**** Text under study

Your still knocking down a strawman Chris instead of supporting your claim. Noone here is defending the health of a meat eating diet. And if that's all you said, we wouldn't be having this discussion. Back up your claim that humans are frugivores and that they do best on a fruitarian diet. I'm still waiting.

> It just doesn't matter what scientific evidence is
> provided, you will 1. deny it, then 2. minimize it
> (see the gout discussion above). And support this
> by complaining about otherwise 3. 'limited
> fruitarian based foods'- this, while wild chimps,
> orangutans eat far more variety in terms of
> species and nutrients than omniconfused people
> consuming products from vastly different food
> classes.

Nice try. You can't provide data supporting your claim so you try to rationalize it by saying it doesn't matter because I won't accept it or agree with it. It won't work Chris. If you expect to make statements like the ones you've made, back it up.

********
**** Entries shown

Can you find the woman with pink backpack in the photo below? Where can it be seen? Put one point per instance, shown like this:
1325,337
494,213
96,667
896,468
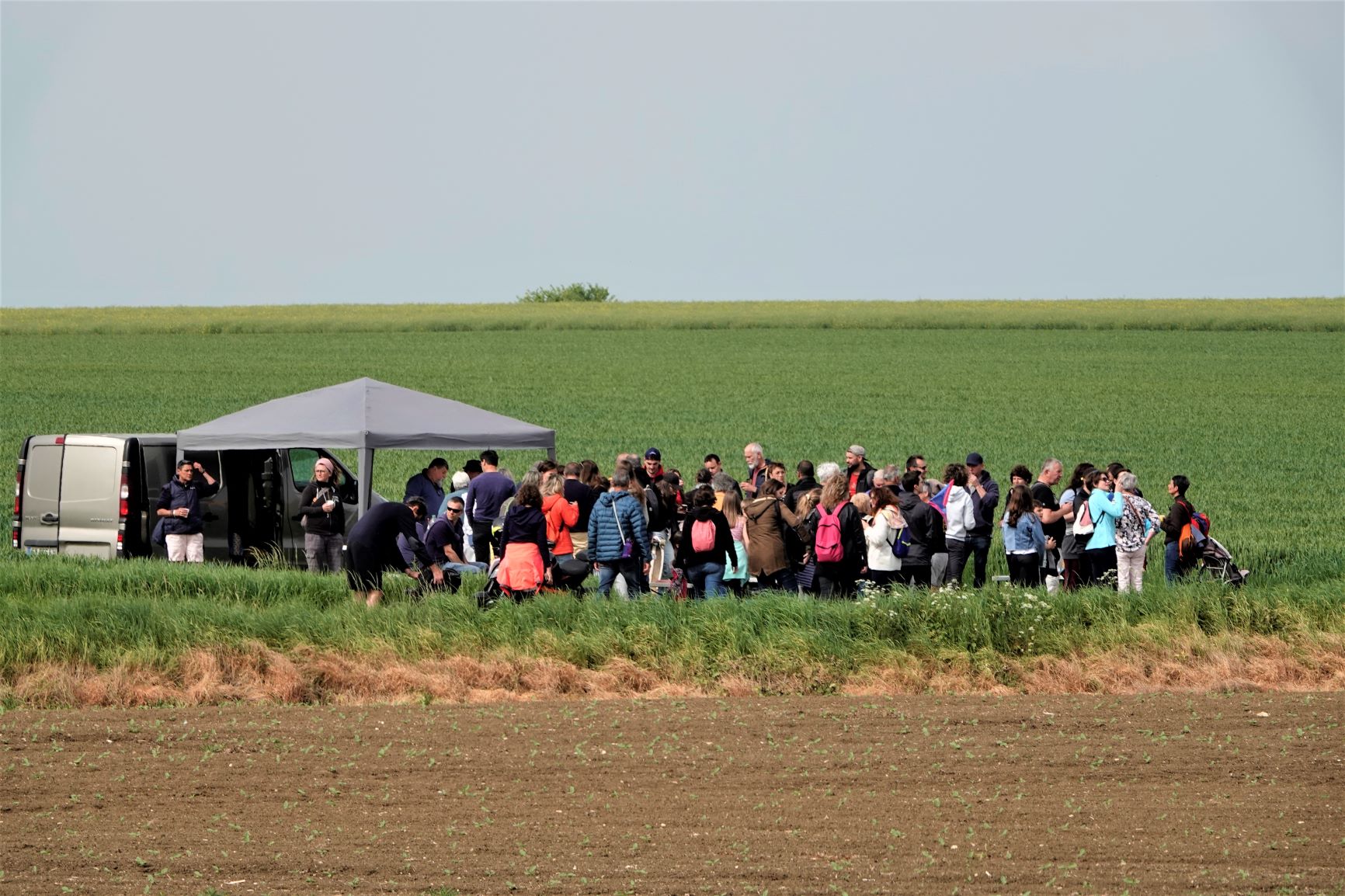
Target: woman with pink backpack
705,547
836,540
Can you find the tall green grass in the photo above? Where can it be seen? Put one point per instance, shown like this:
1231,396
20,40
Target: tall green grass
151,613
1176,314
1254,418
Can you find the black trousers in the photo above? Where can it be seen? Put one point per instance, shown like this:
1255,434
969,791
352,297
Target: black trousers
1102,565
915,576
958,554
481,541
979,558
1024,569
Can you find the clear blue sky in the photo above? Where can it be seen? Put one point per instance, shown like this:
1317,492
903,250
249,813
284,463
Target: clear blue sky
297,152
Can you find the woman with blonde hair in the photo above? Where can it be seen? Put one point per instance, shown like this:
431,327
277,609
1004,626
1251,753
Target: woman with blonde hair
767,519
838,572
561,516
806,575
883,530
1137,525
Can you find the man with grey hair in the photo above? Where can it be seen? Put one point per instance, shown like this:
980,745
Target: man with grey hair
858,470
755,457
889,477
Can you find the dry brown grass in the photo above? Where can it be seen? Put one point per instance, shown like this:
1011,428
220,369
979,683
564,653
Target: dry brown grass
257,674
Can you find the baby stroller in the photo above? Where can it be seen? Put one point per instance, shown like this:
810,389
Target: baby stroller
516,584
1216,563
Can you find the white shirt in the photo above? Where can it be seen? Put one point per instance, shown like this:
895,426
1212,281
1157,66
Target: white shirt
962,513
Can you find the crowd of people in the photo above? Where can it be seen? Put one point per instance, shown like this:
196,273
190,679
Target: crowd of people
645,528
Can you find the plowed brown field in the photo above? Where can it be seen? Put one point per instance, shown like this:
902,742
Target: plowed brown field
1149,794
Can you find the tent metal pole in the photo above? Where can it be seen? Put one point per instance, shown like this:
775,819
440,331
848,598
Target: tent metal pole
366,479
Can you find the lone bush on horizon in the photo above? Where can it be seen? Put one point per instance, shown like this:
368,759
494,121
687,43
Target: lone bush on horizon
573,292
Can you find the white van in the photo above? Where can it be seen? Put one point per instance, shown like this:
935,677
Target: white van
96,494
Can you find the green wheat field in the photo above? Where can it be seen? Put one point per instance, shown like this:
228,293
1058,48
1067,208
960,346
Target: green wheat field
1243,398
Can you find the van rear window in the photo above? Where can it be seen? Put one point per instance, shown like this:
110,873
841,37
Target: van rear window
42,477
92,473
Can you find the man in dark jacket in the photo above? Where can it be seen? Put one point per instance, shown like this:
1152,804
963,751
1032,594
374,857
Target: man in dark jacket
985,498
428,484
485,497
924,523
371,548
617,519
705,568
179,505
1172,525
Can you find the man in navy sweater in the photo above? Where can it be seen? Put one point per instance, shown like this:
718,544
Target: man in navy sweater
485,498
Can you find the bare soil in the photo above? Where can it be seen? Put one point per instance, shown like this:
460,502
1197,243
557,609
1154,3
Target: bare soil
1238,793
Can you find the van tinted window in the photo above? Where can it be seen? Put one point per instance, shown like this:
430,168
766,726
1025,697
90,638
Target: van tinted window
301,466
92,474
159,463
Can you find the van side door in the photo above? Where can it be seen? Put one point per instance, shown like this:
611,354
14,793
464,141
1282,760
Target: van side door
90,495
40,505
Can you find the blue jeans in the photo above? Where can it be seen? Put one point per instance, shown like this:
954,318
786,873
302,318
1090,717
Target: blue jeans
707,580
1173,567
627,569
979,557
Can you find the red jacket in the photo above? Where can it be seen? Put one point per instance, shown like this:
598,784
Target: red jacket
560,517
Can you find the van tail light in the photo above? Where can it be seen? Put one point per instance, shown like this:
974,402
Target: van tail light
18,493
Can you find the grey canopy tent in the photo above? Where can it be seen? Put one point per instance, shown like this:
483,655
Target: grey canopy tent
365,415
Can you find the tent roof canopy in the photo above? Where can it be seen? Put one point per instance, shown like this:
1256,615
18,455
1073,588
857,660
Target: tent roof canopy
365,413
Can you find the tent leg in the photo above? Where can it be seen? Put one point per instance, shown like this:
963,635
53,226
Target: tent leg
366,479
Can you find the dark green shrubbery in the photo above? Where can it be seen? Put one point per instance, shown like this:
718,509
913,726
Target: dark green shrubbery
573,292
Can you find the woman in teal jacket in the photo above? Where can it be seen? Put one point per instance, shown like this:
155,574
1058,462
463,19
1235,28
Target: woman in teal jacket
1106,508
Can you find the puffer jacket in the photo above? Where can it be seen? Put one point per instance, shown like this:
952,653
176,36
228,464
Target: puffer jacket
174,495
606,537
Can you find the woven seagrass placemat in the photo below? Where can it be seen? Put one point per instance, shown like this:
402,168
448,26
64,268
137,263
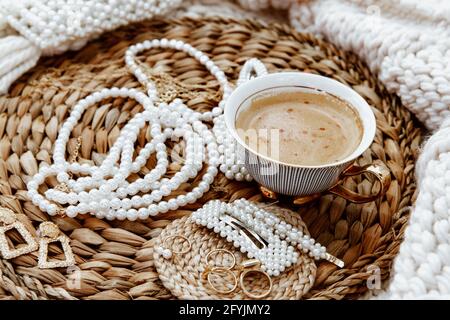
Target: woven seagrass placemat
183,274
115,259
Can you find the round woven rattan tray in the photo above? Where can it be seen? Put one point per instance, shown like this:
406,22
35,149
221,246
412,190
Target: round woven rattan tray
115,259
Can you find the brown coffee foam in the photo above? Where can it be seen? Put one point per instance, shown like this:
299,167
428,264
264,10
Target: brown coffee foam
300,128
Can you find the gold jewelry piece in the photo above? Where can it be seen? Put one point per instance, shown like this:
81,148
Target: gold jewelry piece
225,251
247,292
167,253
9,220
49,232
222,270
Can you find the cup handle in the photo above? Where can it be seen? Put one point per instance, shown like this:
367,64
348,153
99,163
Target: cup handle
380,172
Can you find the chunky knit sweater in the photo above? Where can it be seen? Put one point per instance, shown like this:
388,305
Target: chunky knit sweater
405,42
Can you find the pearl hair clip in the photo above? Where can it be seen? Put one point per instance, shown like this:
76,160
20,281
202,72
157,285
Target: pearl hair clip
281,237
275,257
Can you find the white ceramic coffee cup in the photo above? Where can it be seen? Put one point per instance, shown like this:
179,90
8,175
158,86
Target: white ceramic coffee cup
300,180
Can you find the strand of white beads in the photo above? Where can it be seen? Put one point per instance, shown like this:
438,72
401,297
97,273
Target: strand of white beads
104,190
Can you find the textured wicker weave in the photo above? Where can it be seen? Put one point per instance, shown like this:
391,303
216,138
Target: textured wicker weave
183,275
116,258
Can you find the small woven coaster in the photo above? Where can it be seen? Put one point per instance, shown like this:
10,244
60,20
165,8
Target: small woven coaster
182,274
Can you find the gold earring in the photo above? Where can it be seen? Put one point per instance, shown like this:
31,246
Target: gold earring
247,292
49,232
9,220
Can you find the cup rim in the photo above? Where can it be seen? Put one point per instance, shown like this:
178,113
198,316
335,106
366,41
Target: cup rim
305,80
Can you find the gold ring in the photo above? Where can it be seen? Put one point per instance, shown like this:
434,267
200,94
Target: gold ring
248,293
224,270
181,237
225,251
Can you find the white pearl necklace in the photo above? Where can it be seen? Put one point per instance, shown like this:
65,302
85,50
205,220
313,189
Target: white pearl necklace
282,237
103,190
59,25
274,258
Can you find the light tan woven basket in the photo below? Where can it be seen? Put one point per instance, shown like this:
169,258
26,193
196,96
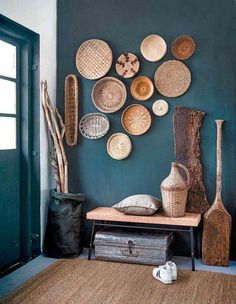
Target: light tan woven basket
71,109
174,191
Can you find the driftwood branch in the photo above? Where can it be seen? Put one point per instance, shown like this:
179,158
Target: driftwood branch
59,162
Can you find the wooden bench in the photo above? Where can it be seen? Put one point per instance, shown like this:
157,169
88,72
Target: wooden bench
105,216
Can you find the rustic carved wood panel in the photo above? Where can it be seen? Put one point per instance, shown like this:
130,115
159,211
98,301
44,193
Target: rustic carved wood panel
187,123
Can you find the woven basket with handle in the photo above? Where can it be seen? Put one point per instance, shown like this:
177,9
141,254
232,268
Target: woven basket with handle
174,191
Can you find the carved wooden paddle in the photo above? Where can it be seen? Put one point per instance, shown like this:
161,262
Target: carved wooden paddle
217,221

********

#### [Directions]
(A) Repeat the post's wording between "Nice try. You" and "back it up.", inclusive.
(B) List the numbered items in the quoted passage of the post, each with its number.

#### [Results in order]
(A)
Nice try. You can't provide data supporting your claim so you try to rationalize it by saying it doesn't matter because I won't accept it or agree with it. It won't work Chris. If you expect to make statements like the ones you've made, back it up.

(B)
1. deny it
2. minimize it
3. 'limited fruitarian based foods'